_Work to complete_
Write out the records as a numbered list with blank lines omitted, from their first line through the line that contains "negative clicks: (264, 126)".

_Data for this exercise_

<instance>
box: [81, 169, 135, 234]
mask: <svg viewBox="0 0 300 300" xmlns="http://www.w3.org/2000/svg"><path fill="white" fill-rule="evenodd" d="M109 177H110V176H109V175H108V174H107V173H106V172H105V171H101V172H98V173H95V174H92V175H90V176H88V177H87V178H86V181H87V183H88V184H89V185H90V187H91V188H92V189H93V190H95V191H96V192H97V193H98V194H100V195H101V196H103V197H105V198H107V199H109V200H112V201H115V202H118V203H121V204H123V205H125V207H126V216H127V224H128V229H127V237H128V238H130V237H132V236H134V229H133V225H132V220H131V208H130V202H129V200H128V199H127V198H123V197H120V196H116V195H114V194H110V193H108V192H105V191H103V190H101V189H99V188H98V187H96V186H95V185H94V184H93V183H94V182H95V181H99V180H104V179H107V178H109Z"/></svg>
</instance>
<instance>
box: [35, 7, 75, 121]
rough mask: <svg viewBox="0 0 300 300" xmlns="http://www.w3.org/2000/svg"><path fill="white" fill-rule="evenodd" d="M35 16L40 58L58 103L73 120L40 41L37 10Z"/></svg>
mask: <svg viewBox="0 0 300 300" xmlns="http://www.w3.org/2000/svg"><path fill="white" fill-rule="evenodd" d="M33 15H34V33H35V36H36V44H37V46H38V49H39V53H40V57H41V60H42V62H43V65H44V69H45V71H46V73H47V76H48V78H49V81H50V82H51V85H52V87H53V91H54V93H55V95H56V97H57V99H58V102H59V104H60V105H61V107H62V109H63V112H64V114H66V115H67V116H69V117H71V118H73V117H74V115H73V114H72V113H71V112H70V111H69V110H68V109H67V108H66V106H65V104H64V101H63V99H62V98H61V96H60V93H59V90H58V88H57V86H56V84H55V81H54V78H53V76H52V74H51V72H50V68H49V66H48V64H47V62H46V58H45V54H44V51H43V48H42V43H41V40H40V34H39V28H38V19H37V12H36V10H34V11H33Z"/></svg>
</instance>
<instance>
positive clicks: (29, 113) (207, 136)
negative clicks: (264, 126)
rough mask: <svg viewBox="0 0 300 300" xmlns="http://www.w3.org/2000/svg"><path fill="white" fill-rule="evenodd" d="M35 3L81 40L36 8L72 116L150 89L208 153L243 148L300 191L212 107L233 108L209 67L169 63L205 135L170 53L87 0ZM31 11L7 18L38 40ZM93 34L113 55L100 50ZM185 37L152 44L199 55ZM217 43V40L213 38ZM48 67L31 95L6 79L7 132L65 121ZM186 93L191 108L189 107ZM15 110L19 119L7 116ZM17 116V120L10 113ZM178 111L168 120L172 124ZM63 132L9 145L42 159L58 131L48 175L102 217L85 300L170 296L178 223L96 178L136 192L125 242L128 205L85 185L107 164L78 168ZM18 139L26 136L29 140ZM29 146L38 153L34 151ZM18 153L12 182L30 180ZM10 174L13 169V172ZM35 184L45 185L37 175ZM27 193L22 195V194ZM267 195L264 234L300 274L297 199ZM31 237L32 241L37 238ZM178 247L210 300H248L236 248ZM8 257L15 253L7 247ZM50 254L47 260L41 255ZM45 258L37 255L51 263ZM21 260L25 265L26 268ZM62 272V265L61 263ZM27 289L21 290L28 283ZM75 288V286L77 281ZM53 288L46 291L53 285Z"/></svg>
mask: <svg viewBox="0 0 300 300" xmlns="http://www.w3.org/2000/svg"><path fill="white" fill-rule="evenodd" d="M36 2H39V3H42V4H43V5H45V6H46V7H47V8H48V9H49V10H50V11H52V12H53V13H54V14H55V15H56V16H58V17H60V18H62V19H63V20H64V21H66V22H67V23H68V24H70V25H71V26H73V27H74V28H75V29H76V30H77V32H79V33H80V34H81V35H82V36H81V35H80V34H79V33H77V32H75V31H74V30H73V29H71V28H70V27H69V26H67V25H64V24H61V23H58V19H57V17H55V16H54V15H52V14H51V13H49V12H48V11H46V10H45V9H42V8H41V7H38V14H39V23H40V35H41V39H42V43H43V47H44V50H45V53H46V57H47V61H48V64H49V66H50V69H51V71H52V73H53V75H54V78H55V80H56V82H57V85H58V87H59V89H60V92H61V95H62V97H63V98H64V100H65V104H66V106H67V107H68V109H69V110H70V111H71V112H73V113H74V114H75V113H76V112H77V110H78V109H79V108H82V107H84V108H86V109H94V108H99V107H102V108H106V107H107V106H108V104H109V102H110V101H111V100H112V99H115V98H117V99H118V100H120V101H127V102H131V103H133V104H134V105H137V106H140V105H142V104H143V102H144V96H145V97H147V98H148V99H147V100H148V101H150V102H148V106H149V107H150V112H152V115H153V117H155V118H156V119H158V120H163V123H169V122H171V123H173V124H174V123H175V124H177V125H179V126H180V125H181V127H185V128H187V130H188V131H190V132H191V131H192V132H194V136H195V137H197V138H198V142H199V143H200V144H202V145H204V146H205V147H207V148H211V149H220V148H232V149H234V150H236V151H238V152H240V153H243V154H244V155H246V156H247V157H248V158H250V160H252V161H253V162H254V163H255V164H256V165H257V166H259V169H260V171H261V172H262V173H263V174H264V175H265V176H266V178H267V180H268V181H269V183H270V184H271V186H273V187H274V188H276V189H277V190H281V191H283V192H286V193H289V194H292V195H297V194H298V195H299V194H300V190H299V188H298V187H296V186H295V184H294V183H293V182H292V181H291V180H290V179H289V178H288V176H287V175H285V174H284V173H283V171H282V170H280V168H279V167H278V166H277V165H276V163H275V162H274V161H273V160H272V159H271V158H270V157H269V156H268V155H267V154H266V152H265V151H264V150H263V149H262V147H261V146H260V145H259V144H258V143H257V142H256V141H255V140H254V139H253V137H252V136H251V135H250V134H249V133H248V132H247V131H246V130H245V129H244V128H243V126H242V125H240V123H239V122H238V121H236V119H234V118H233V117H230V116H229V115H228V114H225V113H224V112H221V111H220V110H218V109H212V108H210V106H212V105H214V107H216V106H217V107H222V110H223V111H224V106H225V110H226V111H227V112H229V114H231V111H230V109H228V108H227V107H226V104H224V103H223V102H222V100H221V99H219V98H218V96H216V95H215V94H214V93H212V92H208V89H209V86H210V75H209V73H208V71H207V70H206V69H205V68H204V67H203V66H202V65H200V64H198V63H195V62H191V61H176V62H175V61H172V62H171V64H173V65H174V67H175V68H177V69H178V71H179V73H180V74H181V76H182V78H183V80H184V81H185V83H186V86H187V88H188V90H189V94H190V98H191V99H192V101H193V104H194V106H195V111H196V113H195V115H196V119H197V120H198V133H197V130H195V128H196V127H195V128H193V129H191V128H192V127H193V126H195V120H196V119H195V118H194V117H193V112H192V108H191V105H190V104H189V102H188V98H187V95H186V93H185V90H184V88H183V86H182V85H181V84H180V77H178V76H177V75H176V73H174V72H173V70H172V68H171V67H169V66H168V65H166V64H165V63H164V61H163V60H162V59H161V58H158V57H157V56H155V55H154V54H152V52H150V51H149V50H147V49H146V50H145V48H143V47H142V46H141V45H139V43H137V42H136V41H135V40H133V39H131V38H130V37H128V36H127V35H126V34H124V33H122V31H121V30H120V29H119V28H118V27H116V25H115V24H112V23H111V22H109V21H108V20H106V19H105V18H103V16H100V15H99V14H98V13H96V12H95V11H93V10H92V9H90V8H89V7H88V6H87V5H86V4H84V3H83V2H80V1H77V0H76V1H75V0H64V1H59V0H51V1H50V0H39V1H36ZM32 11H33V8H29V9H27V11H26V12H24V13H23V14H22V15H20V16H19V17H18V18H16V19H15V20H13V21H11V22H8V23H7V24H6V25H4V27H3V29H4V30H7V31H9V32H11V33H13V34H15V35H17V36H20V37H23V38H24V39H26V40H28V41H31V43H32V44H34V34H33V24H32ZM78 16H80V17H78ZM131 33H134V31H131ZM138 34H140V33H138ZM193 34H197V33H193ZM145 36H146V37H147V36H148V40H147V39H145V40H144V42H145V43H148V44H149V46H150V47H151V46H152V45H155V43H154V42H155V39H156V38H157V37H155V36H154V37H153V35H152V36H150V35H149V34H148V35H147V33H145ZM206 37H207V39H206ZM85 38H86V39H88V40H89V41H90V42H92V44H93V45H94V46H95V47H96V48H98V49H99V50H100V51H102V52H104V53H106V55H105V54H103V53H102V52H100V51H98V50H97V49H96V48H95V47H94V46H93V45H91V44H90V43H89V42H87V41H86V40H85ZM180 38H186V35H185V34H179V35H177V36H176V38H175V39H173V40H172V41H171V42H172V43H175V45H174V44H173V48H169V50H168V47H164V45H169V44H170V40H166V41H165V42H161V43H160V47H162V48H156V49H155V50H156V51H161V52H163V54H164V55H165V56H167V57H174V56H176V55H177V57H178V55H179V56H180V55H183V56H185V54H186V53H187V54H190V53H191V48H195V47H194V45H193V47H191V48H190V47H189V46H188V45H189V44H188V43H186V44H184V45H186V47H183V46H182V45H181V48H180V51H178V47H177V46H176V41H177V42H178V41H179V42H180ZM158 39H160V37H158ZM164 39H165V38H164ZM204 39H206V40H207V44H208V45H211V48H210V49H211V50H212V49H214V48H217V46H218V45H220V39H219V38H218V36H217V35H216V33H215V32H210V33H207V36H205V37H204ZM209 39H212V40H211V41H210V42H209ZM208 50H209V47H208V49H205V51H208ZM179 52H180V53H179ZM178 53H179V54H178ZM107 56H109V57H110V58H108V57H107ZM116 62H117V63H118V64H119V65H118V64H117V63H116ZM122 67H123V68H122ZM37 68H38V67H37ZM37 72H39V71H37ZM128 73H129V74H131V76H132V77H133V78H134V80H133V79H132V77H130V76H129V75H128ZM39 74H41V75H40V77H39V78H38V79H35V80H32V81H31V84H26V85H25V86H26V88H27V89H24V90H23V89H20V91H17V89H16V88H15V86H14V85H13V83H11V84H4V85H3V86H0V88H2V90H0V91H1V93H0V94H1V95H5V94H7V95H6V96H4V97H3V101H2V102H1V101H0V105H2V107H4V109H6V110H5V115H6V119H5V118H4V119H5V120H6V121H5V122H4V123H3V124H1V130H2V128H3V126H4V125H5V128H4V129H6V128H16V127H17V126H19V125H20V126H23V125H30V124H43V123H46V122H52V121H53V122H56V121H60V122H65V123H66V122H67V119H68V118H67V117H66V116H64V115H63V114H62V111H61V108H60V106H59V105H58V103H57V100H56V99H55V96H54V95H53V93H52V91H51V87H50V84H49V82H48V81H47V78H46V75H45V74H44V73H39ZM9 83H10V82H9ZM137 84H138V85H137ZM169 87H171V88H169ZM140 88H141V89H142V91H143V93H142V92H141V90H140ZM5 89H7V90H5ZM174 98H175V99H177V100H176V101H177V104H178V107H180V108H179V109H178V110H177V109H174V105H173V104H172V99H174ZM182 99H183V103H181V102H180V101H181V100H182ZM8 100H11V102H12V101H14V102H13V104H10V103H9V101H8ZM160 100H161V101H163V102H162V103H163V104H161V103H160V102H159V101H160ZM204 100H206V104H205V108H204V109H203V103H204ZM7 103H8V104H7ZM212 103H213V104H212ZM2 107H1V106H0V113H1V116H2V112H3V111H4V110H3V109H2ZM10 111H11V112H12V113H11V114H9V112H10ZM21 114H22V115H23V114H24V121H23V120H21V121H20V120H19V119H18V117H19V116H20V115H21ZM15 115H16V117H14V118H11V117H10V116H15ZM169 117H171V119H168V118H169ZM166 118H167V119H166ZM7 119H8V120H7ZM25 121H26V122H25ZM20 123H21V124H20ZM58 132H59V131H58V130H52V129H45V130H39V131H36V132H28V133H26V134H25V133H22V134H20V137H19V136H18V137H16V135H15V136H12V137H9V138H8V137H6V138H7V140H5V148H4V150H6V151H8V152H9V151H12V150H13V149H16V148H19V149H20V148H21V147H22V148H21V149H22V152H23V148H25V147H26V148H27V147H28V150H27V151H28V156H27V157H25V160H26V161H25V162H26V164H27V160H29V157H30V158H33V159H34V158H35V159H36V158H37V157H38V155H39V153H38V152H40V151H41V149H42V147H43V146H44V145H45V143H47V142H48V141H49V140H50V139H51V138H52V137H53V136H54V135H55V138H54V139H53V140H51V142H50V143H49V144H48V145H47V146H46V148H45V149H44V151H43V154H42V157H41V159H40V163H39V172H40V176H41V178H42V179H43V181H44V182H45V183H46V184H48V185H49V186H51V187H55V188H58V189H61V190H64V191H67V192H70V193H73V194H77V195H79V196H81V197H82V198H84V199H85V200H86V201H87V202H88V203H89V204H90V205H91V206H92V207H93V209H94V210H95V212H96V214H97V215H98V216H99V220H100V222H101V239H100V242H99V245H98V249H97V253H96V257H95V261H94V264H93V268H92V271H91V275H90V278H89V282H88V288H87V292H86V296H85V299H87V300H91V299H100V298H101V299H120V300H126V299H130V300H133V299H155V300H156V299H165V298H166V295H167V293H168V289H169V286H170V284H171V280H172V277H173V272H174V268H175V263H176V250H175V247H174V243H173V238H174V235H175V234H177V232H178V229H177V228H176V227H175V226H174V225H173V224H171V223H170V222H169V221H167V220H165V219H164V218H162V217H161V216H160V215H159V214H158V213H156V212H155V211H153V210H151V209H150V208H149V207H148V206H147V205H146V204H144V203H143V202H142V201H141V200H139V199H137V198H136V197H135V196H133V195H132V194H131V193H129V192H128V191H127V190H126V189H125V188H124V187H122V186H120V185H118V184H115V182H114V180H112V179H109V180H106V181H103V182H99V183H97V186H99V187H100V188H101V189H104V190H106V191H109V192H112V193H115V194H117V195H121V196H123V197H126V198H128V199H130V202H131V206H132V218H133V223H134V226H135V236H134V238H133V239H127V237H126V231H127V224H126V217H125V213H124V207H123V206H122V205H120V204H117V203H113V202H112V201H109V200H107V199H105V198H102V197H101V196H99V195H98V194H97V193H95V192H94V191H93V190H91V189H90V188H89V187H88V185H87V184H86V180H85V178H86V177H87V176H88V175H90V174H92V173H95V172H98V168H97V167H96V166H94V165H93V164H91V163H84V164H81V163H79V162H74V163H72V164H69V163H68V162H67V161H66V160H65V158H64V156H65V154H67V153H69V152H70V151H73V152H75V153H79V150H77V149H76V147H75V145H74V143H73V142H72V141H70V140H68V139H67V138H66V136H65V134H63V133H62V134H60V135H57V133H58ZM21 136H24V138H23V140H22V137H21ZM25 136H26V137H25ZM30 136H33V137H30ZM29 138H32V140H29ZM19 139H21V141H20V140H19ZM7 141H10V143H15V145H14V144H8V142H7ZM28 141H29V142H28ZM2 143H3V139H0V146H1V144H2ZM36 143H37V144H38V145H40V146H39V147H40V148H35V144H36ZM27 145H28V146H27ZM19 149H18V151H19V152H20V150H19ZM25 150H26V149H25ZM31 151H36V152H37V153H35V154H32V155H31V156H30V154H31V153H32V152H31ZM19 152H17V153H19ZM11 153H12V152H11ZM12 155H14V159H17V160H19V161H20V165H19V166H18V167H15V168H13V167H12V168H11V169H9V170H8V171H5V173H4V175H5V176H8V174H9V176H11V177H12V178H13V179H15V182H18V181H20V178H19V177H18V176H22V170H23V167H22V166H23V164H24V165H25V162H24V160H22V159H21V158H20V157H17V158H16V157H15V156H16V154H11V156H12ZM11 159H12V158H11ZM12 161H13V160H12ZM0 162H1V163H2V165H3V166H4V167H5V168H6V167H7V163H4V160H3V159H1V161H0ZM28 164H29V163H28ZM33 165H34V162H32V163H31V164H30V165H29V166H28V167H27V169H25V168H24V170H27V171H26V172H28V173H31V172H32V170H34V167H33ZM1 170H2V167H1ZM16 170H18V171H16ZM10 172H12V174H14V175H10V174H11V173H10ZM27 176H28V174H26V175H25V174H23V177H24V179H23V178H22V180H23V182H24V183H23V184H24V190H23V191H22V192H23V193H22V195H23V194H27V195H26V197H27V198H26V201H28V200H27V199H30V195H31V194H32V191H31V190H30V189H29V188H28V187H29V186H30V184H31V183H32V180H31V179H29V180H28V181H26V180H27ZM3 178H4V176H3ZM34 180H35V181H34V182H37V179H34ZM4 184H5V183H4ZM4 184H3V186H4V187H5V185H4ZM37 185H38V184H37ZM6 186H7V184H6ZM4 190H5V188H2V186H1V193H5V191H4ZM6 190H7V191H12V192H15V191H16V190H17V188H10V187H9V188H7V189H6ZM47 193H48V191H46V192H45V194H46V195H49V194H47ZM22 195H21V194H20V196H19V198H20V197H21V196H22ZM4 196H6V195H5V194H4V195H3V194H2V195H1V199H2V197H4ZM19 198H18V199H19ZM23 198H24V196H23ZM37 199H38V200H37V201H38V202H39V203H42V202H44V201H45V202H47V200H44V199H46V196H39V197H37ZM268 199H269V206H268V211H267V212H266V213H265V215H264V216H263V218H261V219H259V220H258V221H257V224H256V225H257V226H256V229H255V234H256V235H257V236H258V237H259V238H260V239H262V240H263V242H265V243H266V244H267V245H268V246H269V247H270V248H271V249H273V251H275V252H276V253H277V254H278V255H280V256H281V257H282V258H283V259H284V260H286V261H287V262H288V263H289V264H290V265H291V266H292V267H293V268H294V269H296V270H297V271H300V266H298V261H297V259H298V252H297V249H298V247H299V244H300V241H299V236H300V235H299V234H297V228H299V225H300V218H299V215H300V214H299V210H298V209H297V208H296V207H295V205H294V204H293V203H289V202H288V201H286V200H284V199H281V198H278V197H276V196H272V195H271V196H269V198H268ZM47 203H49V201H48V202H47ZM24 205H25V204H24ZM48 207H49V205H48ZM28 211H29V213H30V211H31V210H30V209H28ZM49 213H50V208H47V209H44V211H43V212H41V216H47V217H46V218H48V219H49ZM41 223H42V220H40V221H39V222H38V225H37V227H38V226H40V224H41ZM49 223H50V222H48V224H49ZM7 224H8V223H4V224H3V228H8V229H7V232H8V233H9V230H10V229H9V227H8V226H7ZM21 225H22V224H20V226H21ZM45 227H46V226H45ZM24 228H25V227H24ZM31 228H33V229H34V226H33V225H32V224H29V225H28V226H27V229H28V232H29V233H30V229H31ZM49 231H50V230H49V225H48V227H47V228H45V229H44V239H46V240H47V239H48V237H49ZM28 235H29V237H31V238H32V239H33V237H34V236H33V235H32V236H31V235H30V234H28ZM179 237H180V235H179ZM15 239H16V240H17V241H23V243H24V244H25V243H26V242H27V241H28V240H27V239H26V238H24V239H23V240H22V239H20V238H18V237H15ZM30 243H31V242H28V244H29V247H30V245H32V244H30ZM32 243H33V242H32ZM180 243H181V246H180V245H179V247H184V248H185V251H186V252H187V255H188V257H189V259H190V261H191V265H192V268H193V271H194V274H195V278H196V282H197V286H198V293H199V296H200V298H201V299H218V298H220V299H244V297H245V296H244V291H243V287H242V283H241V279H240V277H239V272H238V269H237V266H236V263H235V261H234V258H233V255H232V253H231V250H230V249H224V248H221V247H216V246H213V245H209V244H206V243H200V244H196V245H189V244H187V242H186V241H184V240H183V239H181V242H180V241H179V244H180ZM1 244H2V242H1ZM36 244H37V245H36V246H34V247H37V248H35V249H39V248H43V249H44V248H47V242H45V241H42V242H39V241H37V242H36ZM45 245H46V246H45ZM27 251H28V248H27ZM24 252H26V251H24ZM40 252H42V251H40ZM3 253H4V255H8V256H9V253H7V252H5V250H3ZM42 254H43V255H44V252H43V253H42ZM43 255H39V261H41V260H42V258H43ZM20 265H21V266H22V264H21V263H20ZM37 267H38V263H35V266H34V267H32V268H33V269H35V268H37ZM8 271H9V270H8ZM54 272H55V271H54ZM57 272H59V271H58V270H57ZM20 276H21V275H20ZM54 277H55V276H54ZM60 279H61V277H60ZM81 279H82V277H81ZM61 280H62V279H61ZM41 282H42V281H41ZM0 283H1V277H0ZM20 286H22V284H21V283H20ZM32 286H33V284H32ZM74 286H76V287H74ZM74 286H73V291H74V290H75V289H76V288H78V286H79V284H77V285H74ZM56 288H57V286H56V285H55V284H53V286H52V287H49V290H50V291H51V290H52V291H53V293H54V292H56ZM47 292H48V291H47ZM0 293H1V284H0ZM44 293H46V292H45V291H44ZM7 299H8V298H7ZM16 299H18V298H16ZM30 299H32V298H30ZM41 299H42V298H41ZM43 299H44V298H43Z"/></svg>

_Answer box_
1. <instance>
2. box: [81, 169, 135, 234]
3. mask: <svg viewBox="0 0 300 300" xmlns="http://www.w3.org/2000/svg"><path fill="white" fill-rule="evenodd" d="M109 177H110V176H109V175H108V174H107V173H106V172H105V171H101V172H98V173H95V174H92V175H90V176H88V177H87V178H86V181H87V183H88V184H89V185H90V187H91V188H92V189H93V190H95V191H96V192H97V193H98V194H100V195H101V196H103V197H105V198H107V199H109V200H112V201H115V202H118V203H121V204H123V205H125V207H126V216H127V224H128V229H127V237H128V238H130V237H132V236H134V229H133V225H132V220H131V208H130V202H129V200H128V199H127V198H123V197H120V196H116V195H114V194H110V193H108V192H105V191H103V190H101V189H99V188H98V187H96V186H95V185H94V184H93V183H94V182H95V181H99V180H104V179H107V178H109Z"/></svg>
4. </instance>
5. <instance>
6. box: [35, 7, 75, 121]
7. rough mask: <svg viewBox="0 0 300 300" xmlns="http://www.w3.org/2000/svg"><path fill="white" fill-rule="evenodd" d="M35 16L40 58L58 103L73 120L40 41L37 10Z"/></svg>
8. mask: <svg viewBox="0 0 300 300" xmlns="http://www.w3.org/2000/svg"><path fill="white" fill-rule="evenodd" d="M33 15H34V33H35V36H36V44H37V46H38V49H39V53H40V57H41V60H42V62H43V65H44V69H45V71H46V73H47V76H48V78H49V81H50V82H51V85H52V87H53V91H54V93H55V95H56V97H57V99H58V102H59V104H60V105H61V107H62V109H63V112H64V114H66V115H67V116H69V117H71V118H73V117H74V115H73V114H72V113H71V112H70V111H69V110H68V109H67V108H66V106H65V104H64V101H63V99H62V98H61V96H60V93H59V90H58V88H57V86H56V84H55V81H54V78H53V76H52V74H51V72H50V68H49V66H48V64H47V62H46V58H45V54H44V51H43V48H42V43H41V40H40V34H39V28H38V19H37V12H36V10H34V11H33Z"/></svg>
9. </instance>
10. <instance>
11. positive clicks: (29, 113) (207, 136)
12. negative clicks: (264, 126)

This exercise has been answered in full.